--- 记录摘录 ---

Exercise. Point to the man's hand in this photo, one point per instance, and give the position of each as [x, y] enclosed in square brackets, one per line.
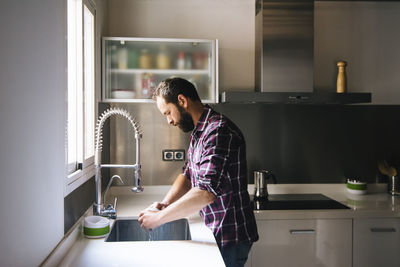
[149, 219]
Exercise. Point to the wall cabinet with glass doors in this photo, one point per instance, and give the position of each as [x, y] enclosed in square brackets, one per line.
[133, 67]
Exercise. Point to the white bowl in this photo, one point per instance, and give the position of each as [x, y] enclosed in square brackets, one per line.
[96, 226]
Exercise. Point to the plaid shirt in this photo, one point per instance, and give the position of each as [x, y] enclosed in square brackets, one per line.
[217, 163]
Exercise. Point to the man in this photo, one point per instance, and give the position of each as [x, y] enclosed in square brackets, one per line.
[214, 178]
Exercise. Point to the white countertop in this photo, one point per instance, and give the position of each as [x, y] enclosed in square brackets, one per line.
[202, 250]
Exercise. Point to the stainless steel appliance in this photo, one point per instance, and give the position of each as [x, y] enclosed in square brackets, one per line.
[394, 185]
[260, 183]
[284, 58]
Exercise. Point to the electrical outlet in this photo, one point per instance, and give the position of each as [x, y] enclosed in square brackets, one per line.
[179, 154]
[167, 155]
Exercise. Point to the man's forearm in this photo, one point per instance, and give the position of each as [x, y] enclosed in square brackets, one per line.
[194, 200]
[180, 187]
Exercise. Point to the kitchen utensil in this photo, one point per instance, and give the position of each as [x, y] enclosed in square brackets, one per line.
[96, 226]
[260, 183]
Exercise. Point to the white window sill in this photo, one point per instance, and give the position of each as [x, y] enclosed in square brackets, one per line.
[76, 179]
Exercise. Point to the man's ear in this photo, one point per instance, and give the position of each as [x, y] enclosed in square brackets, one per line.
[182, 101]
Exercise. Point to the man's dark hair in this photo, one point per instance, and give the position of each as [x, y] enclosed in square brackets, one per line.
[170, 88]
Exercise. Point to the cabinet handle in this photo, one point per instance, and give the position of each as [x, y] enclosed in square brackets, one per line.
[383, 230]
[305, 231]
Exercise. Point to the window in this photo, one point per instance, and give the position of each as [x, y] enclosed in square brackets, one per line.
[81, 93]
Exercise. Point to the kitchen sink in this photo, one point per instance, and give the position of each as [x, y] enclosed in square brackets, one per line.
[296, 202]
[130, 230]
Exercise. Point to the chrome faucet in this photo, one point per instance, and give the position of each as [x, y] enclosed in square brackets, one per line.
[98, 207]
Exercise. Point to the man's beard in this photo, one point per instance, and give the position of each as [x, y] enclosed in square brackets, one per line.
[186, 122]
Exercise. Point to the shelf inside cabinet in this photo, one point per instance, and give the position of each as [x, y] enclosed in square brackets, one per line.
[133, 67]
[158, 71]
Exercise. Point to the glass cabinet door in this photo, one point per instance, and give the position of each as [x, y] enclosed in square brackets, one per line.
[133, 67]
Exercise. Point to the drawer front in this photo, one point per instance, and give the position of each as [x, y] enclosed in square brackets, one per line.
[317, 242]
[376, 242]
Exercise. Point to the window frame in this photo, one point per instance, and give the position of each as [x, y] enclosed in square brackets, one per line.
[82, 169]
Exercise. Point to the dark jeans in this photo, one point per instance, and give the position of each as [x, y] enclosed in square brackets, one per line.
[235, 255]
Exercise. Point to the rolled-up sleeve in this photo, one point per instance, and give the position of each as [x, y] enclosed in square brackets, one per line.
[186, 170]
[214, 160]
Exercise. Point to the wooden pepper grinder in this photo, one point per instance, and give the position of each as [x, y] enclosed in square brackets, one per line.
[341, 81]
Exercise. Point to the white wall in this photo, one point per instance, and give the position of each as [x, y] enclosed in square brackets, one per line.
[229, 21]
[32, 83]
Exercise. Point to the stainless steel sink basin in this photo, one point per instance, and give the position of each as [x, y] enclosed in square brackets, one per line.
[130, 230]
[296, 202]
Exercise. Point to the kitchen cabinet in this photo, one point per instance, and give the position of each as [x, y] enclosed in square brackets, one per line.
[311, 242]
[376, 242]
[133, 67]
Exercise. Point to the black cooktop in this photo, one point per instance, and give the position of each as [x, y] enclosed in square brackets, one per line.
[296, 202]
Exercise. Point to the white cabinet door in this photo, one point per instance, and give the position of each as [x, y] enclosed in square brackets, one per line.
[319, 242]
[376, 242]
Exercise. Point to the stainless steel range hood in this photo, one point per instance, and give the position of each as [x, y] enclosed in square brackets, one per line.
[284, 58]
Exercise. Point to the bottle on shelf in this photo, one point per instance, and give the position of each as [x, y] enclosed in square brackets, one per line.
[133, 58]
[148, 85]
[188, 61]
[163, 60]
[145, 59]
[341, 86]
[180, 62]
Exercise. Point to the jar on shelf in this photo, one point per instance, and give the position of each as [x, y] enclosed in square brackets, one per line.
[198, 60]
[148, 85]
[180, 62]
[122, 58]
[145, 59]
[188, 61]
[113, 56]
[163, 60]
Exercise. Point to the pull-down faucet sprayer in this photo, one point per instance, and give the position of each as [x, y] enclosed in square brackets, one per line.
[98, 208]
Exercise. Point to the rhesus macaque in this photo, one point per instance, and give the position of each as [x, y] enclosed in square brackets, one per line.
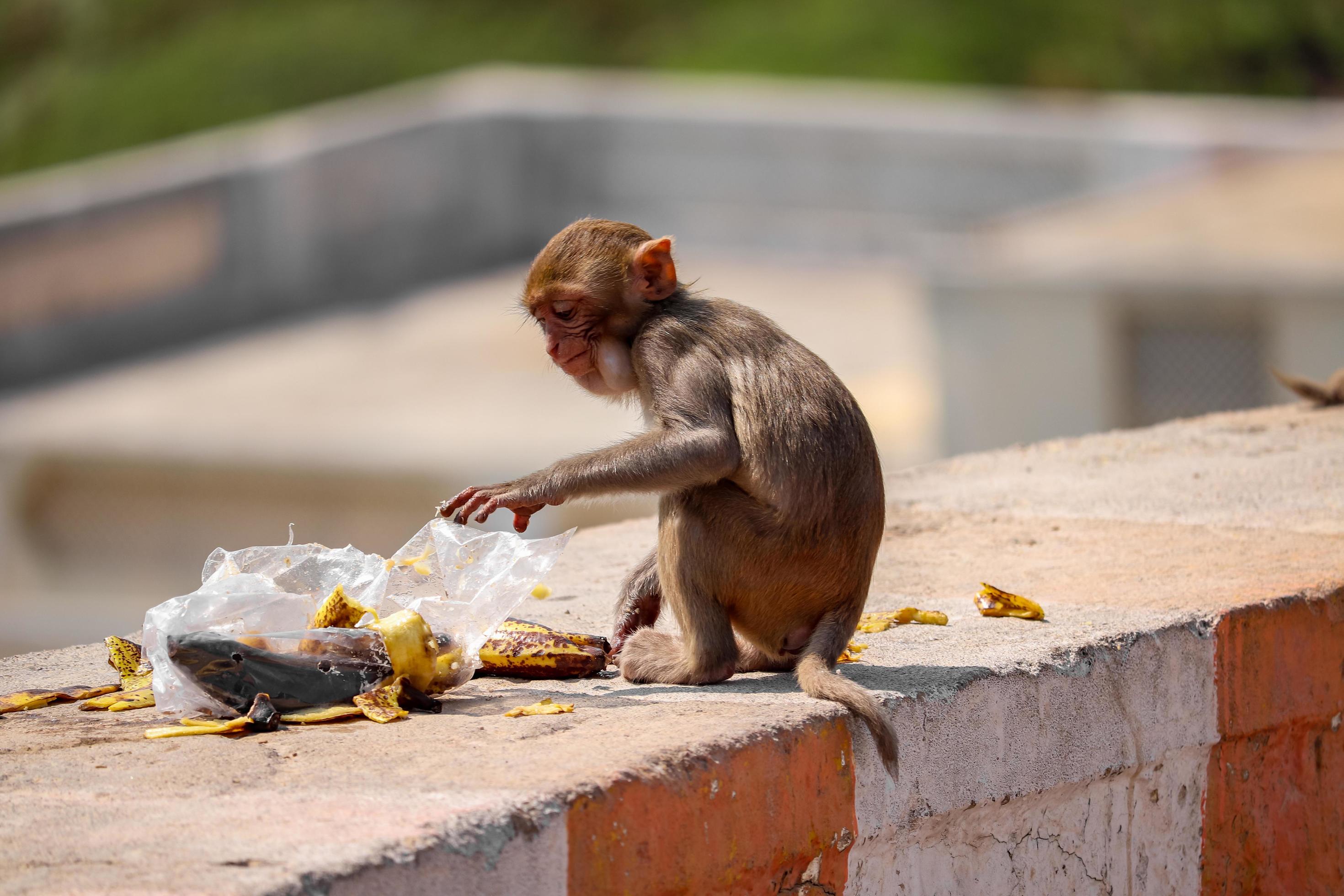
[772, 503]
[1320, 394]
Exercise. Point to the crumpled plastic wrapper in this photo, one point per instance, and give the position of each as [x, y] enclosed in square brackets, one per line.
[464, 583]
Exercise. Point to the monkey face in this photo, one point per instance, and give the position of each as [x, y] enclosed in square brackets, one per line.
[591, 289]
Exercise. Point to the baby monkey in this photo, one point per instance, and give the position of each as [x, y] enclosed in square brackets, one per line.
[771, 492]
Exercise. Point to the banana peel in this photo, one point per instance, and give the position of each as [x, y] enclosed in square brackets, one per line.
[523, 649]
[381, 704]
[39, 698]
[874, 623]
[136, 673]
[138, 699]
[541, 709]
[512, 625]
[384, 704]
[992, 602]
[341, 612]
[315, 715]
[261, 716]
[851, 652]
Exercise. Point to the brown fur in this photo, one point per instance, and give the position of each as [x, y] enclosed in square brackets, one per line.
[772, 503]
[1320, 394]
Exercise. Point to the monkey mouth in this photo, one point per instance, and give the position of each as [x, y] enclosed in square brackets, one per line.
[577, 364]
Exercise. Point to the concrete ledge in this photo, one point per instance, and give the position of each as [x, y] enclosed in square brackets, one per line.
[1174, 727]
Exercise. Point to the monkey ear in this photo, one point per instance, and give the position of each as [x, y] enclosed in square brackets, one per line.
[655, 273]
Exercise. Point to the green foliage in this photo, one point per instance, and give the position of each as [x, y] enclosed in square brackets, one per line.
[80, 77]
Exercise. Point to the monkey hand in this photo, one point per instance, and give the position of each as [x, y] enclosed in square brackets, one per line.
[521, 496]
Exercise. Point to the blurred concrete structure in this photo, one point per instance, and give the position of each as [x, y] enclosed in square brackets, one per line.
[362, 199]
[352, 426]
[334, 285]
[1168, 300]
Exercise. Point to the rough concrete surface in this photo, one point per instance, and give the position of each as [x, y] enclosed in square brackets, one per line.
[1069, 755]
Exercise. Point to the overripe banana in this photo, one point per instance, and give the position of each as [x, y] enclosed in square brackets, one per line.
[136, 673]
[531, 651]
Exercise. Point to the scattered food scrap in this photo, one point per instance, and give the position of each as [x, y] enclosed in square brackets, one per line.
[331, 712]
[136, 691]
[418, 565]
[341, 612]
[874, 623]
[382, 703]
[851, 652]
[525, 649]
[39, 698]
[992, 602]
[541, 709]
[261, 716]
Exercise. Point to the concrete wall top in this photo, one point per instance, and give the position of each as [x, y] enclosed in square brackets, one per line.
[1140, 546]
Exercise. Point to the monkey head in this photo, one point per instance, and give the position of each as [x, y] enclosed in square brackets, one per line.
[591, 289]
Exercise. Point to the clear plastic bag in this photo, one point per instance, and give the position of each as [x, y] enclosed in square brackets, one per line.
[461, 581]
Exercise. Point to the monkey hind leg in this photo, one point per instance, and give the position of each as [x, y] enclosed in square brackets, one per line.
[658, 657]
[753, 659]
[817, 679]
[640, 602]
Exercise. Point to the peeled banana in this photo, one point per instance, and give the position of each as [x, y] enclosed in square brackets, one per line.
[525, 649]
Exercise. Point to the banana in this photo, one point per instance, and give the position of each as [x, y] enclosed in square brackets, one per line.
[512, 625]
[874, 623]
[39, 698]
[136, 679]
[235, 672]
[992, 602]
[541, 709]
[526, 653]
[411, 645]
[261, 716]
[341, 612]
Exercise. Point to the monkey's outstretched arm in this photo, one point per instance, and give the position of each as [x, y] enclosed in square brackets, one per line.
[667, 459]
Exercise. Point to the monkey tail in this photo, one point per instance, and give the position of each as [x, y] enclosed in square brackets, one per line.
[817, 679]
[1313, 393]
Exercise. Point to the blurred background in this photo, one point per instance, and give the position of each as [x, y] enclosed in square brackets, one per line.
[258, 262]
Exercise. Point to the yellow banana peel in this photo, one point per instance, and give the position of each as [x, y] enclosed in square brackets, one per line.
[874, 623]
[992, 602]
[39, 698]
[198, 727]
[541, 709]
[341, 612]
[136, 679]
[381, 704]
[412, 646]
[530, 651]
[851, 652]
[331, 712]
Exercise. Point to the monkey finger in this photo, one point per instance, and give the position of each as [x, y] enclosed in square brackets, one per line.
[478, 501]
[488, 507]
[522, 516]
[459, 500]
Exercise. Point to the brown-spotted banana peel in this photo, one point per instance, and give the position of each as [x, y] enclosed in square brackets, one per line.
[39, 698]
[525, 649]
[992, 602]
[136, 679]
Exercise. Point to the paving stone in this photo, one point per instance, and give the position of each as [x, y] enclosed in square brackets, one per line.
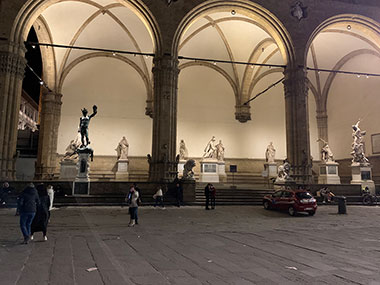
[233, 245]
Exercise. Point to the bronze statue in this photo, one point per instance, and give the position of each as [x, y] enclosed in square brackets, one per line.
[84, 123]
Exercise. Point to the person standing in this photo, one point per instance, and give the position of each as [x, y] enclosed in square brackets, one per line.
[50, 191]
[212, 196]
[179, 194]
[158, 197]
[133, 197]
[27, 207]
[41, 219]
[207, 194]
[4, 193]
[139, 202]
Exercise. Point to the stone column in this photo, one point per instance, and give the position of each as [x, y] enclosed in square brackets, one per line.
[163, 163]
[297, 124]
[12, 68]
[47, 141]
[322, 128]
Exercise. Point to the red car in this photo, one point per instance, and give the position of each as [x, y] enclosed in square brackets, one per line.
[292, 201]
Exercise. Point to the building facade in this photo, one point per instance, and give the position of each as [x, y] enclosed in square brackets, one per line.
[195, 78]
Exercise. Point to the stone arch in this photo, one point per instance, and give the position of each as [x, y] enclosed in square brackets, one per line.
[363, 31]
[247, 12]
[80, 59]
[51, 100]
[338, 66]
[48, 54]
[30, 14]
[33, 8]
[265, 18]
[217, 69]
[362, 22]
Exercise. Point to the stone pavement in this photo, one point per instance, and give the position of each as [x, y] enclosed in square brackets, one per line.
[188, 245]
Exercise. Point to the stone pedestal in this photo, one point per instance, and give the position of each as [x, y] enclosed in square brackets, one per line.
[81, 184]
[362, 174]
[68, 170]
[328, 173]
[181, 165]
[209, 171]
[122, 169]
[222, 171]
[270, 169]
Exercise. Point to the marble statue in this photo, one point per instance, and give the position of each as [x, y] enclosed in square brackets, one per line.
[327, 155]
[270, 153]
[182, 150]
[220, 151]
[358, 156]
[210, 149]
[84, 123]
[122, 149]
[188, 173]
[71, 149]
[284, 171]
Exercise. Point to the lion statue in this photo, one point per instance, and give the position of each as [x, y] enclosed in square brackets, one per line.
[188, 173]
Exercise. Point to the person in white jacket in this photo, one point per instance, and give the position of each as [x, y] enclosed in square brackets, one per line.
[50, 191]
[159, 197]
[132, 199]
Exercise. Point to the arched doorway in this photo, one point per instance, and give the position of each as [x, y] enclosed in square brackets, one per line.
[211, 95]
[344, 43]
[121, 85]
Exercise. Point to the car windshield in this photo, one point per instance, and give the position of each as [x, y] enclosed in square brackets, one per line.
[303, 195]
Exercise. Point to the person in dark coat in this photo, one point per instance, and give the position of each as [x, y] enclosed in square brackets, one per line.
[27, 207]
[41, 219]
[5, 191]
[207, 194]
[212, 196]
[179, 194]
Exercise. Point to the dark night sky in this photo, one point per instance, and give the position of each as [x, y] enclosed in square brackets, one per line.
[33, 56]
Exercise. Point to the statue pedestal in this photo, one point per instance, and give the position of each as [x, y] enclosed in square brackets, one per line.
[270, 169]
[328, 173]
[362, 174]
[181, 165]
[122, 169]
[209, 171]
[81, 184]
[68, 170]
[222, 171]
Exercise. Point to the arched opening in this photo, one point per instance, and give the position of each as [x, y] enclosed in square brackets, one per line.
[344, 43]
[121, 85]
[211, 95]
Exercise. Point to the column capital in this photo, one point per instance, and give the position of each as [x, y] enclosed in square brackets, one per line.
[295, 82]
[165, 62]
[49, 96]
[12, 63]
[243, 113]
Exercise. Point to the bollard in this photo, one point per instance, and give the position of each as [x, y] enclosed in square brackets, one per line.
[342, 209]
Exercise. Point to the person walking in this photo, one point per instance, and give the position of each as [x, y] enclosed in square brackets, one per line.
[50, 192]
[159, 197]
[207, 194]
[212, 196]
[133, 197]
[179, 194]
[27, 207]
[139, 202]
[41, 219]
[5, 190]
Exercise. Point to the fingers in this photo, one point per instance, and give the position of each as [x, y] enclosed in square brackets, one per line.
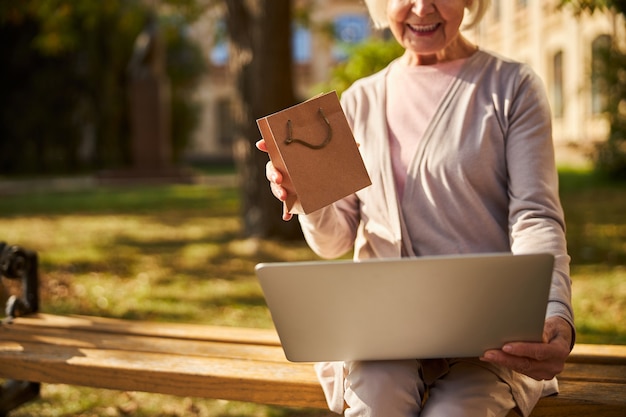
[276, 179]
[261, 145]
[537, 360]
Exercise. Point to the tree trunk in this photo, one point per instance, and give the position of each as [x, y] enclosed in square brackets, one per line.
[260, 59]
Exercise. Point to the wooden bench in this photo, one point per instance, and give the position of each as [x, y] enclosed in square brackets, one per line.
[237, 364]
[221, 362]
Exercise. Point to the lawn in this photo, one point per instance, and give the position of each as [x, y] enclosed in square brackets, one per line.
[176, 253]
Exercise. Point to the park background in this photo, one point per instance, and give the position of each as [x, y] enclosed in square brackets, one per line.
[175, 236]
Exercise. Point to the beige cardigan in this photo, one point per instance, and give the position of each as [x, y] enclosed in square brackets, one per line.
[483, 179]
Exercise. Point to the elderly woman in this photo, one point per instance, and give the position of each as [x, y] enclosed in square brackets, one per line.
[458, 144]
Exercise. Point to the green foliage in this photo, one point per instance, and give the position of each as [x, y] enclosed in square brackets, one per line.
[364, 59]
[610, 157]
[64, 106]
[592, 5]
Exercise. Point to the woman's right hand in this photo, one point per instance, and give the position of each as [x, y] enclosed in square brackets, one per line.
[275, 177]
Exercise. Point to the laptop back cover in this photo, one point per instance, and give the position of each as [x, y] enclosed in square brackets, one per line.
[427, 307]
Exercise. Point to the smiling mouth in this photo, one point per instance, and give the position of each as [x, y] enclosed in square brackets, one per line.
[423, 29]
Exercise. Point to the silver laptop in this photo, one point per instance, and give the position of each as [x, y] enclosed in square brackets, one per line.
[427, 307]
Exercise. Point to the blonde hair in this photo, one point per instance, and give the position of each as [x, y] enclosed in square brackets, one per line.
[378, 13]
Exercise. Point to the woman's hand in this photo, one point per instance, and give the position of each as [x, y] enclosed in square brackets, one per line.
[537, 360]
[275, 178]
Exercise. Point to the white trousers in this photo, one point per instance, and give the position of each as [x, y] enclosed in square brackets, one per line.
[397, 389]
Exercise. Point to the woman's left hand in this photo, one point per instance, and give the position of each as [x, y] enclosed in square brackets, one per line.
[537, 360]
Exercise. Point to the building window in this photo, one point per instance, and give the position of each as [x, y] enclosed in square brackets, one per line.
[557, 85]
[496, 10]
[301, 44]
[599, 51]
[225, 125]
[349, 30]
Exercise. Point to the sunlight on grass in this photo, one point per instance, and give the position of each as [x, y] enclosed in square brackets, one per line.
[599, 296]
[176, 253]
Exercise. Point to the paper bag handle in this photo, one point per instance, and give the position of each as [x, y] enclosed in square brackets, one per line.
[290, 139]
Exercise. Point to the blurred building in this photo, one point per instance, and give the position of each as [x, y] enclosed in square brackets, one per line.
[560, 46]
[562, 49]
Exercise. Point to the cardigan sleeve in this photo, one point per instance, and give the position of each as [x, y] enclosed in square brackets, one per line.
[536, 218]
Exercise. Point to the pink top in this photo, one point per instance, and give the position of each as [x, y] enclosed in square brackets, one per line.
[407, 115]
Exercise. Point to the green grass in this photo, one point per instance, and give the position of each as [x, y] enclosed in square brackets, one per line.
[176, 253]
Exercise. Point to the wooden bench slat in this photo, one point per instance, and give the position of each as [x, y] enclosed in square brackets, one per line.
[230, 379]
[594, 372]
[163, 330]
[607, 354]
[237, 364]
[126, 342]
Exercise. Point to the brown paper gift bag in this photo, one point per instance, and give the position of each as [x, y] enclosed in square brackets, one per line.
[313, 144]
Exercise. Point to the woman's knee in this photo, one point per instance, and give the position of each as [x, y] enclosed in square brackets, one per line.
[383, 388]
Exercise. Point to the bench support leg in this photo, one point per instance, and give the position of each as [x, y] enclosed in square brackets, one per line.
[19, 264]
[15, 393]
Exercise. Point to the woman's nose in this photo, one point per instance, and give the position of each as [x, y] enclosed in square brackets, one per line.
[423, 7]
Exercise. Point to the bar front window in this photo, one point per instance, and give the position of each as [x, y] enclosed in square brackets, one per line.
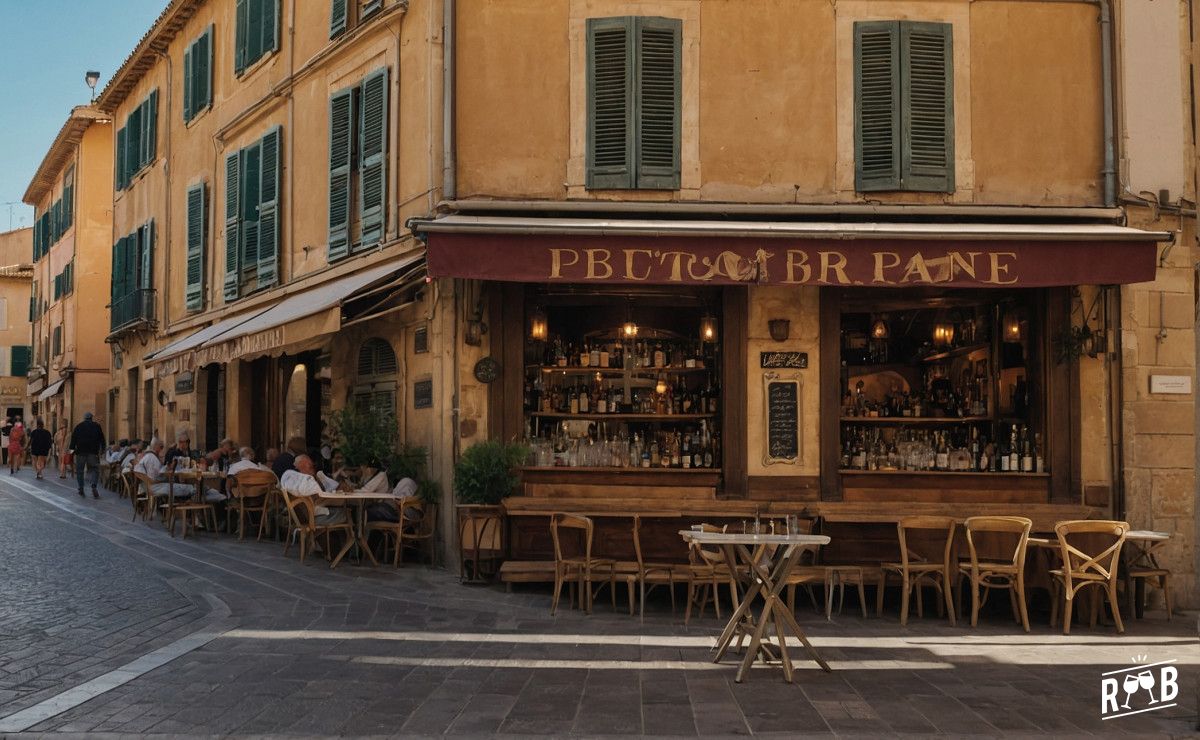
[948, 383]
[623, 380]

---

从包含“Exercise. Point to the blurred building”的那一行开始，到记录最后一行为止（首尾两行都算），把这些行重新写一遍，题目也一并写上，并把答案中的每个坐标数值都加上121进行平移。答案里不要放图片。

Exercise. Point to the blurred building in this photo, one point per instance, and give the position of each as [x, y] enclosed in square brackets, one per line.
[681, 167]
[683, 170]
Exercise. Point to the cardigan sleeve in this photo, one point per instance, and give the position of each as [x, y] enclosed in square brackets, one per line.
[657, 339]
Exercise. Point to the pink top in this photo, one point per instance, and give the position of each as [x, y] enclosed in square brackets, one per line.
[528, 236]
Exercise. Point to the green grass in this photo, one point per instance, and give the position of each as [x, y] enclosed in square brackets, one per line.
[297, 374]
Exercise. Point to the wooden bench slat in this photo, one point per instance, and give the position of each as [x, y] enclosed in square brackets, one per line.
[351, 500]
[715, 493]
[284, 451]
[728, 475]
[358, 485]
[247, 463]
Exercise. Point to the brown paper gift bag in this photo, one point per instance, and give the position of each as [x, y] enclosed in square brackets, one per line.
[434, 265]
Exercise. Point to the woman's knee in this photo, one point per instance, and give the position of each as [x, y] enclosed in square brackets, one per line.
[504, 509]
Exercise. Point to the bench support leg in this photo, one point per instance, and give the position of each as [x, y] enclosed in square brackets, one per line.
[140, 385]
[136, 514]
Exercise. Point to the woman's nose in this photo, one point per instance, and give the position of each as [x, y] enclosed in square brackets, one per line.
[544, 128]
Exercise. Point to the bar front window in this photo, one point per instance, and give the position of each as [x, y] enclosed in square brackets, one per line.
[1069, 504]
[744, 501]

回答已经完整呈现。